## What to produce:
Render the stretch of the data from the line containing "the orange juice, one per instance" through the end of the data as a numbered list, leaving out any blank lines and including nothing else.

Position identification records
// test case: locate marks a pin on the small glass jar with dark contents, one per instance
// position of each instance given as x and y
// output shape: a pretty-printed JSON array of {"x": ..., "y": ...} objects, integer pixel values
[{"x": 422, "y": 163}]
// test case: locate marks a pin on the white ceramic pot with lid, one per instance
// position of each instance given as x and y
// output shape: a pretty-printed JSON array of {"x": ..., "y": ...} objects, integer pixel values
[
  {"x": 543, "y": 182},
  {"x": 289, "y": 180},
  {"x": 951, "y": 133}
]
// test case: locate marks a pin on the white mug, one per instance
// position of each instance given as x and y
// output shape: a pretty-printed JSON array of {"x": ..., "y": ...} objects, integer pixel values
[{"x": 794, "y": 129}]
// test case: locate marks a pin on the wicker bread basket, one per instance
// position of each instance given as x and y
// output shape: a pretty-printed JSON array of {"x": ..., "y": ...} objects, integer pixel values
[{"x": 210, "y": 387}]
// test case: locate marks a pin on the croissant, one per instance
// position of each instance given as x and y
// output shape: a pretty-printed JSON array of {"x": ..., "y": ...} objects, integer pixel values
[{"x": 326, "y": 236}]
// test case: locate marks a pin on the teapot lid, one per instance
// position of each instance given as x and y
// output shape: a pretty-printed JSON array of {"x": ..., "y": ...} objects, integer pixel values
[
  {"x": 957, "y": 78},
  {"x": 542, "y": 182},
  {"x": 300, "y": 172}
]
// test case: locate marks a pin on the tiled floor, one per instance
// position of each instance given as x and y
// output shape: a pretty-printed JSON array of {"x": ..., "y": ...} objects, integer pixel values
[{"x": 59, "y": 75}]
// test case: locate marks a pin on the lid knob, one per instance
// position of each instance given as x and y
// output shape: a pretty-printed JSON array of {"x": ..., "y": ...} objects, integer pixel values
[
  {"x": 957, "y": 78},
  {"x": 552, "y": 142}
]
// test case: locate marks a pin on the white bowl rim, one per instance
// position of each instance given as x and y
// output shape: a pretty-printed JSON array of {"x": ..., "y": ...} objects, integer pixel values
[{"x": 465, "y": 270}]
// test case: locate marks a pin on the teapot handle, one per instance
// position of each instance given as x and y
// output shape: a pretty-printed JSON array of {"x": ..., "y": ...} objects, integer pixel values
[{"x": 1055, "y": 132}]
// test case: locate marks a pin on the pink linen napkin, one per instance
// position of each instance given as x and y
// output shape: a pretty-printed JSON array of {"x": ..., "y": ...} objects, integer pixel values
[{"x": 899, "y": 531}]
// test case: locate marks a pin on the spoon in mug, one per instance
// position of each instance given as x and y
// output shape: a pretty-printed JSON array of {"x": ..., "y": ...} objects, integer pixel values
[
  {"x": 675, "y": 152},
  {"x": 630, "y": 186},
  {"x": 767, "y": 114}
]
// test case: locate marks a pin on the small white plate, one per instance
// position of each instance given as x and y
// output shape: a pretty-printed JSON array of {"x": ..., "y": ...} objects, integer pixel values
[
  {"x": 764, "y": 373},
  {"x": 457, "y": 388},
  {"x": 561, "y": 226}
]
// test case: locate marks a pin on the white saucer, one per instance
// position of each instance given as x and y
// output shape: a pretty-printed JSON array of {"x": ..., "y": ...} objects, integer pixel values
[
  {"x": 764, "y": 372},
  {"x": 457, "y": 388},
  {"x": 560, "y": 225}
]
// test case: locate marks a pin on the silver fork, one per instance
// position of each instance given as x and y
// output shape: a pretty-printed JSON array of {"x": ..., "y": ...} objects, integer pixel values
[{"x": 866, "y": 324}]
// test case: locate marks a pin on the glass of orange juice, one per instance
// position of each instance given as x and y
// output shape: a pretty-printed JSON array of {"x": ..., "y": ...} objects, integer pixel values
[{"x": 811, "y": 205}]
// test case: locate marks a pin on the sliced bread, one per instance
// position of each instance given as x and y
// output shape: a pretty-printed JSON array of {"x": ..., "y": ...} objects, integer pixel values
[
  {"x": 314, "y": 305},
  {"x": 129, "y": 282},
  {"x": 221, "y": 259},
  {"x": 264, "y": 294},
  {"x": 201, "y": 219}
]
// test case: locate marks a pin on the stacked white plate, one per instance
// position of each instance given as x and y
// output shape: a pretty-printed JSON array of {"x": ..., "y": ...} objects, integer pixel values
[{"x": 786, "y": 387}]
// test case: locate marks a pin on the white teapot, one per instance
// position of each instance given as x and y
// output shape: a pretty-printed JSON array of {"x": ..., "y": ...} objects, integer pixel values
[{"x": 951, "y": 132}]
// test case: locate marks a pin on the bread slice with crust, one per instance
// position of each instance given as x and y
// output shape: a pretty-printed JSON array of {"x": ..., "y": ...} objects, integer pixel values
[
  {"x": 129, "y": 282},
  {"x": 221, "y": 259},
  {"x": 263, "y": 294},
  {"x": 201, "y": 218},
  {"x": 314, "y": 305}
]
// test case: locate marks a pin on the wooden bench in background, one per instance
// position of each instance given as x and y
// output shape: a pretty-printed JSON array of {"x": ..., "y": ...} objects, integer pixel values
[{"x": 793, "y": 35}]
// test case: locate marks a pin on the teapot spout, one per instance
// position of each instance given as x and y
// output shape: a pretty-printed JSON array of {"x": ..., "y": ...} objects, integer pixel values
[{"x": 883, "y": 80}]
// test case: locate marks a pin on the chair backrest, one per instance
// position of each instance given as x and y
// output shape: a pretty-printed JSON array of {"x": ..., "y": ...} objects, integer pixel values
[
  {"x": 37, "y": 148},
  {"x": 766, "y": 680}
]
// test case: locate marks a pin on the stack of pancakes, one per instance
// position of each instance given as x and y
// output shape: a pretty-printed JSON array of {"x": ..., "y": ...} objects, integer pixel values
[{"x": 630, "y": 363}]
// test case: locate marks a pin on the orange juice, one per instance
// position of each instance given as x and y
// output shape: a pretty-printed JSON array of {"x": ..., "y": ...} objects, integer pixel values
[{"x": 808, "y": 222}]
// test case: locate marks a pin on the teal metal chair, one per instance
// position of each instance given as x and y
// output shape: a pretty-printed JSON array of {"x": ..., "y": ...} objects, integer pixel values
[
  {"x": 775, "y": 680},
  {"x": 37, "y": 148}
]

## In response:
1. // test case: locate marks a pin on the orange juice, one per instance
2. // position of each instance given as x and y
3. // output shape: a pretty-printed JSON array of {"x": ..., "y": ...} objects, integer pixel values
4. [{"x": 808, "y": 222}]
5. // test case: locate marks a pin on the teal metal chair, one per instance
6. // position of each instance given as x and y
7. // output shape: a pretty-printed JSON array of {"x": ..., "y": ...} objects, integer pixel values
8. [
9.   {"x": 775, "y": 680},
10.   {"x": 37, "y": 148}
11. ]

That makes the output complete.